■ WORK TO COMPLETE
Where does the string "shirt" occur in the entries below? Copy every line where it does.

--------

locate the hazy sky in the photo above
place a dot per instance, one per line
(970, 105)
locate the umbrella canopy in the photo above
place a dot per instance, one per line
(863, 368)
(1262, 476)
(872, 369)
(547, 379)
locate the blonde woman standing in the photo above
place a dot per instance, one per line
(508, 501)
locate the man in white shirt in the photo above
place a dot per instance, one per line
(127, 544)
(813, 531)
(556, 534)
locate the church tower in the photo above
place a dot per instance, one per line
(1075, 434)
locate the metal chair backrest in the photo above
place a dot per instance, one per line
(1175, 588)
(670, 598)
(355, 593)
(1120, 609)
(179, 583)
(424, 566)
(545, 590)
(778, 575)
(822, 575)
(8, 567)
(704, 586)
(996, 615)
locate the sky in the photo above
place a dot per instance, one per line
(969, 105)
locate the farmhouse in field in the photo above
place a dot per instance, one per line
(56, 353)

--------

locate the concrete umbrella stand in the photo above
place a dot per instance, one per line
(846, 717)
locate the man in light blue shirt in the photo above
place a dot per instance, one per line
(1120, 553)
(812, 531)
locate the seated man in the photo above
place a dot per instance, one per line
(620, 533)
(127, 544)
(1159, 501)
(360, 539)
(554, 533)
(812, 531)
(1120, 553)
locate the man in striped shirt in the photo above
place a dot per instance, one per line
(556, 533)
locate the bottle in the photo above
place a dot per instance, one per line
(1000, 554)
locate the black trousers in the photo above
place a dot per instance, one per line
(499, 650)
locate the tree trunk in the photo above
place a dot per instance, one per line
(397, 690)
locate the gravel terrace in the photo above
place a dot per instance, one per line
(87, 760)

--------

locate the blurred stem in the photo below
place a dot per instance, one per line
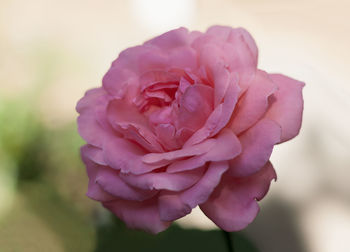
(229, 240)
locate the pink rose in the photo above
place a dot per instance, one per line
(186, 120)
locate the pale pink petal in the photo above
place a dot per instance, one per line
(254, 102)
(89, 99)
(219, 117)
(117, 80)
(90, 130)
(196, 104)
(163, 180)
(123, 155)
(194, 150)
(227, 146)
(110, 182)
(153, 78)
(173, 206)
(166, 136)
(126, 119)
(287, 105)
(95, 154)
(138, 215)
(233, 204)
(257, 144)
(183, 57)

--------

■ RESPONSE TO THIS TASK
locate the man in white shirt in the photo above
locate the man in light blue shirt in the photo above
locate the man in striped shirt in the photo above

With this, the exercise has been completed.